■ **RECORDS FOR THIS TASK**

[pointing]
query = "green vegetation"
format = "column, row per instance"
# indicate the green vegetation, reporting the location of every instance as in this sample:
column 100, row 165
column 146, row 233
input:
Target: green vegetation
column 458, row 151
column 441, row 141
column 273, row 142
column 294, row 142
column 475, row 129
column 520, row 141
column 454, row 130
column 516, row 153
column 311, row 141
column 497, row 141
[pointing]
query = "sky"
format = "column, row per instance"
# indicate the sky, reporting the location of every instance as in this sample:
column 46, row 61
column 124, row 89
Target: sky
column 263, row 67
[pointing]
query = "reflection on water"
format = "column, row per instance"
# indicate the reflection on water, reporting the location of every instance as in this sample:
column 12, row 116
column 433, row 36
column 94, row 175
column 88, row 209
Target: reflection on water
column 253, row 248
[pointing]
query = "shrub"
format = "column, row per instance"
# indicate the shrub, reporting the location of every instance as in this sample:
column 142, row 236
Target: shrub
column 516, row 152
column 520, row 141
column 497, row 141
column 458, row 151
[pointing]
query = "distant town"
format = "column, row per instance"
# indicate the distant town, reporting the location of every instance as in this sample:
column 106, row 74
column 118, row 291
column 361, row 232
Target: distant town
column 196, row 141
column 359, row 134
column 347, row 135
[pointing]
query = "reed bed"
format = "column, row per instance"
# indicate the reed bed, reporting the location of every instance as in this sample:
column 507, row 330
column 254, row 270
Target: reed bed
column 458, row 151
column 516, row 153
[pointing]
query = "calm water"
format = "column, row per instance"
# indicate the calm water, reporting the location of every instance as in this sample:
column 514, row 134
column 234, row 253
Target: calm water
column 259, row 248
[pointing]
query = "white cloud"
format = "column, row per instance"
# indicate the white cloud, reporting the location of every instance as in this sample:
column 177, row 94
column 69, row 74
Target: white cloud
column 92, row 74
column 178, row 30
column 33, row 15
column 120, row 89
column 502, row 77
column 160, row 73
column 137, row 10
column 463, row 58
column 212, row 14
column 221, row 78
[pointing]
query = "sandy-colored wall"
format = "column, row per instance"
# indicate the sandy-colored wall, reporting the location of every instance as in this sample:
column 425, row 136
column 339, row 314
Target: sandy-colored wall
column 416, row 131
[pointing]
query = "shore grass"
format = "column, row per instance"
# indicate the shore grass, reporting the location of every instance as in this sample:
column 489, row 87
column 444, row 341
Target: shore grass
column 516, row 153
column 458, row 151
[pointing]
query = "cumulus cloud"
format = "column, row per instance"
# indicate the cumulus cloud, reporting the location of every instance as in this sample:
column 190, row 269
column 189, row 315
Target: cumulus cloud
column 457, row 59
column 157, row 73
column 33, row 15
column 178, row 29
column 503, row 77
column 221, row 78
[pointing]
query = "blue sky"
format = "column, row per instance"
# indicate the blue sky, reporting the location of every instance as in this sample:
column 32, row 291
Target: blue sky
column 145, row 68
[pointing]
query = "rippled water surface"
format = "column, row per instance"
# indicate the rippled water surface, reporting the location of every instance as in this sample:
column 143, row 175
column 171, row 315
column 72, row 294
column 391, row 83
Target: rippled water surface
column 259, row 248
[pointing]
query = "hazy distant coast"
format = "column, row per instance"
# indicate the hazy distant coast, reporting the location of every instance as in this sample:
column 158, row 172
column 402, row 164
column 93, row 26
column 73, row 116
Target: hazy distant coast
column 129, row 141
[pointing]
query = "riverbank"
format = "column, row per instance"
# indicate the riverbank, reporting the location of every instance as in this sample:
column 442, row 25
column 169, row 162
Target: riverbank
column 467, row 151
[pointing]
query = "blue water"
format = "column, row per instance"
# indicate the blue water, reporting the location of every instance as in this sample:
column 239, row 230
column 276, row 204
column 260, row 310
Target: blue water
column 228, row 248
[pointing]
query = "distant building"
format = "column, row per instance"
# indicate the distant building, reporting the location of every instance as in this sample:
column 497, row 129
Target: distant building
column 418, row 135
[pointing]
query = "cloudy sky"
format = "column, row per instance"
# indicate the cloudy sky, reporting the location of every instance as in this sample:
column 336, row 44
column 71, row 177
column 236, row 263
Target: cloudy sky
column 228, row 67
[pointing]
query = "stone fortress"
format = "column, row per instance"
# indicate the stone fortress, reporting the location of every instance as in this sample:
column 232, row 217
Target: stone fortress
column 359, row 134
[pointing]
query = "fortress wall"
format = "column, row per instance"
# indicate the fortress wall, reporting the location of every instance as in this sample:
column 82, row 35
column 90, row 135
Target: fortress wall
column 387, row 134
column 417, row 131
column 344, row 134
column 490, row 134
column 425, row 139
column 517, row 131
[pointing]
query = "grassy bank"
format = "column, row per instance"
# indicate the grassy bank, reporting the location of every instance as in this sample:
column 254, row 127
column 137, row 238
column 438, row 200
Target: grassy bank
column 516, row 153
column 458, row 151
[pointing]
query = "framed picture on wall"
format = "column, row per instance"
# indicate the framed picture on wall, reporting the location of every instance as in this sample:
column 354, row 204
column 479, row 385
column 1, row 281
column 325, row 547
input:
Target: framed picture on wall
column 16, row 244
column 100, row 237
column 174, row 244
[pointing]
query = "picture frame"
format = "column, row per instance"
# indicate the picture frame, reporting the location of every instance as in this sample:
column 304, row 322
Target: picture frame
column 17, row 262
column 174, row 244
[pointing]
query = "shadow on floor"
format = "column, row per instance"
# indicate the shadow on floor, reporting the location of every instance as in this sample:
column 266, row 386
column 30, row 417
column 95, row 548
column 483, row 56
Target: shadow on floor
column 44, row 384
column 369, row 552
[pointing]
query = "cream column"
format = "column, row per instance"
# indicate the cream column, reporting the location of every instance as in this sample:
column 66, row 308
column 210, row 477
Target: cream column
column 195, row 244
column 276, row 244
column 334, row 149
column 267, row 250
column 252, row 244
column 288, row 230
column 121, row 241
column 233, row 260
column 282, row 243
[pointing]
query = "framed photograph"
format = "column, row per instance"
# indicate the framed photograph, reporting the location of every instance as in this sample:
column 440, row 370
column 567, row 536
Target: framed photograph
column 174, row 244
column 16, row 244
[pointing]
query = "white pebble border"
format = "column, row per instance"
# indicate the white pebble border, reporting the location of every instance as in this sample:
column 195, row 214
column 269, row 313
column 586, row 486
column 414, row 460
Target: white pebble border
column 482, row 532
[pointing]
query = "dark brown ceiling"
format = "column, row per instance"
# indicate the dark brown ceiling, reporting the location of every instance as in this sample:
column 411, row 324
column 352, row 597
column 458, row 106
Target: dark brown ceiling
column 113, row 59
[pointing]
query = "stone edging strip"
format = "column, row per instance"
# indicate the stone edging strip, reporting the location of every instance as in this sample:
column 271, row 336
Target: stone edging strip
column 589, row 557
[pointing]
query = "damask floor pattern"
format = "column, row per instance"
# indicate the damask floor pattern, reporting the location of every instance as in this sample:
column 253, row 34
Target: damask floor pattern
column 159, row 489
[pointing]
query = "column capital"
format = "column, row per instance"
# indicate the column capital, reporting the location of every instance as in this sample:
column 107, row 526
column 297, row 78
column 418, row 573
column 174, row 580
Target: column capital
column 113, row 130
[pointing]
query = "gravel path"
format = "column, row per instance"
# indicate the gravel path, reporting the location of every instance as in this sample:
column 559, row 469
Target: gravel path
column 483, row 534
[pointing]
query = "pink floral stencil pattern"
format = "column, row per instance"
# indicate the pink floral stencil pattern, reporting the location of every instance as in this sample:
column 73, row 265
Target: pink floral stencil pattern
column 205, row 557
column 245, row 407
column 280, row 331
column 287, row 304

■ **TASK DIRECTIONS**
Each record should come back exactly as written.

■ **EXPECTED ANSWER**
[pointing]
query = "green vegetation"
format = "column, row per instance"
# indicate the green vegetation, reporting the location of every instance as in this sample:
column 100, row 165
column 146, row 233
input:
Target: green vegetation
column 458, row 151
column 441, row 141
column 273, row 142
column 294, row 142
column 475, row 129
column 520, row 141
column 454, row 130
column 516, row 153
column 311, row 141
column 497, row 141
[pointing]
query = "sky"
format = "column, row per instance"
# indicate the sky, reporting the location of every instance as in this sample:
column 46, row 61
column 124, row 89
Target: sky
column 263, row 67
[pointing]
query = "reflection on water"
format = "column, row per instance"
# indicate the reflection on water, reporting the location of every instance as in this sample:
column 12, row 116
column 433, row 36
column 94, row 175
column 88, row 209
Target: reflection on water
column 253, row 248
[pointing]
query = "shrub"
format = "column, row per instance"
# indicate the shrub, reporting the location of every instance as in this sample:
column 142, row 236
Target: shrub
column 516, row 152
column 520, row 141
column 497, row 141
column 458, row 151
[pointing]
query = "distant town"
format = "column, row per instance"
# indicate the distant town, reporting the location of every instance as in this sample:
column 106, row 74
column 118, row 291
column 361, row 232
Target: distant town
column 196, row 141
column 359, row 134
column 347, row 135
[pointing]
query = "reed bed"
format = "column, row per instance"
# indicate the reed bed, reporting the location of every instance as in this sample:
column 507, row 330
column 254, row 270
Target: reed bed
column 458, row 151
column 516, row 153
[pointing]
query = "calm water"
format = "column, row per instance"
# indicate the calm water, reporting the location of every instance as in this sample:
column 514, row 134
column 234, row 253
Target: calm water
column 259, row 248
[pointing]
query = "white cloud"
format = "column, row per instance"
# indicate the white cloud, reporting the location of every instance as in this sample:
column 177, row 94
column 69, row 74
Target: white cloud
column 92, row 74
column 178, row 30
column 33, row 15
column 120, row 89
column 502, row 77
column 160, row 73
column 137, row 10
column 463, row 58
column 212, row 14
column 221, row 78
[pointing]
query = "sandy-colored wall"
format = "column, row per instance"
# indicate the sandy-colored wall, reporting the location of every instance as in this sample:
column 425, row 136
column 339, row 314
Target: sandy-colored wall
column 416, row 131
[pointing]
query = "shore grass"
format = "column, row per instance"
# indicate the shore grass, reporting the location of every instance as in this sample:
column 489, row 87
column 444, row 341
Target: shore grass
column 516, row 153
column 458, row 151
[pointing]
query = "cumulus cloud"
format = "column, row per instance"
# indicate the cumulus cloud, reporting the location of every instance as in this sample:
column 190, row 269
column 189, row 315
Target: cumulus cloud
column 457, row 59
column 157, row 73
column 33, row 15
column 178, row 29
column 503, row 77
column 221, row 78
[pointing]
query = "blue sky"
format = "column, row per instance"
# indicate the blue sky, reporting the location of every instance as in this sample:
column 32, row 291
Target: blue sky
column 145, row 68
[pointing]
query = "rippled water surface"
format = "column, row per instance"
# indicate the rippled water surface, reporting the location of every instance as in this sample:
column 143, row 175
column 171, row 315
column 72, row 294
column 391, row 83
Target: rippled water surface
column 259, row 248
[pointing]
query = "hazy distant coast"
format = "column, row per instance"
# indicate the hazy distant coast, reporting the location of every instance as in this sample:
column 158, row 172
column 402, row 164
column 93, row 26
column 73, row 116
Target: hazy distant coast
column 129, row 141
[pointing]
query = "riverbank"
format = "column, row per instance"
# indicate the riverbank, reporting the location of every instance as in this sample:
column 442, row 25
column 169, row 162
Target: riverbank
column 467, row 151
[pointing]
query = "blue water"
format = "column, row per instance"
# indicate the blue water, reporting the location of every instance as in this sample:
column 239, row 230
column 276, row 204
column 260, row 310
Target: blue water
column 228, row 248
[pointing]
query = "distant building"
format = "column, row per instance"
# indicate the distant building, reporting the location of every instance as in this sample:
column 497, row 129
Target: distant building
column 418, row 135
[pointing]
query = "cloudy sky"
format = "column, row per instance"
# indicate the cloudy sky, reporting the location of every instance as in this sample:
column 336, row 44
column 71, row 177
column 236, row 263
Target: cloudy sky
column 228, row 67
[pointing]
query = "stone fortress"
format = "column, row per instance"
# indicate the stone fortress, reporting the location of every instance as in this sample:
column 232, row 217
Target: stone fortress
column 359, row 134
[pointing]
query = "fortress wall"
format = "column, row per instance"
# indicate the fortress wall, reporting the location of every instance as in this sample:
column 82, row 35
column 90, row 135
Target: fortress wall
column 387, row 134
column 417, row 131
column 344, row 134
column 490, row 134
column 425, row 139
column 517, row 131
[pointing]
query = "grassy bank"
format = "column, row per instance"
# indicate the grassy bank, reporting the location of every instance as in this sample:
column 254, row 127
column 137, row 238
column 438, row 200
Target: grassy bank
column 516, row 153
column 458, row 151
[pointing]
query = "framed picture on wall"
format = "column, row per instance"
# indicate the framed picture on wall, reporting the location of every instance as in this sample:
column 354, row 204
column 479, row 385
column 1, row 281
column 325, row 547
input:
Target: framed picture on wall
column 16, row 244
column 100, row 237
column 174, row 244
[pointing]
query = "picture frame"
format = "column, row per instance"
# indicate the picture frame, reporting the location of every instance as in this sample:
column 304, row 322
Target: picture frame
column 17, row 262
column 174, row 244
[pointing]
query = "shadow on floor"
format = "column, row per instance"
# indicate the shadow on floor, reporting the location of every instance as in this sample:
column 266, row 386
column 30, row 417
column 95, row 548
column 483, row 56
Target: shadow on floor
column 44, row 384
column 369, row 552
[pointing]
query = "cream column"
format = "column, row per instance"
# indicate the cream column, reporting the location of every instance as in this sample:
column 66, row 308
column 210, row 477
Target: cream column
column 195, row 244
column 276, row 244
column 334, row 149
column 267, row 250
column 252, row 244
column 288, row 230
column 121, row 241
column 233, row 260
column 282, row 243
[pointing]
query = "framed photograph"
format = "column, row per instance"
# indicate the framed photograph, reporting the location of every instance as in this sample:
column 440, row 370
column 567, row 536
Target: framed photograph
column 174, row 244
column 16, row 244
[pointing]
query = "white pebble border"
format = "column, row per instance"
# indicate the white pebble border, reporting the location of every instance as in this sample:
column 195, row 214
column 269, row 313
column 586, row 486
column 414, row 460
Target: white pebble border
column 482, row 532
[pointing]
query = "dark brown ceiling"
format = "column, row per instance"
# indicate the dark brown ceiling, reporting the location of every instance as in this sample:
column 411, row 324
column 352, row 597
column 458, row 106
Target: dark brown ceiling
column 113, row 59
[pointing]
query = "stone edging strip"
format = "column, row per instance"
# indicate the stone edging strip, reporting the location of every instance as in this sample:
column 271, row 336
Target: stone edging strip
column 589, row 557
[pointing]
query = "damask floor pattern"
format = "column, row per instance"
# indicate the damask floor pattern, reporting the location of every instance as in this sample:
column 253, row 34
Target: damask floor pattern
column 159, row 489
[pointing]
query = "column capital"
format = "column, row per instance"
# indicate the column capital, reporting the location of every instance as in this sample:
column 107, row 526
column 297, row 78
column 418, row 573
column 174, row 580
Target: column capital
column 113, row 130
[pointing]
query = "gravel path"
format = "column, row per instance"
# indicate the gravel path, reporting the location of every instance as in this sample:
column 559, row 469
Target: gravel path
column 483, row 534
[pointing]
query = "pink floral stencil pattern"
format = "column, row per instance"
# indicate the pink floral stencil pattern, reporting the location of every instance as in this sample:
column 73, row 265
Target: pink floral stencil pattern
column 205, row 557
column 245, row 407
column 280, row 331
column 287, row 304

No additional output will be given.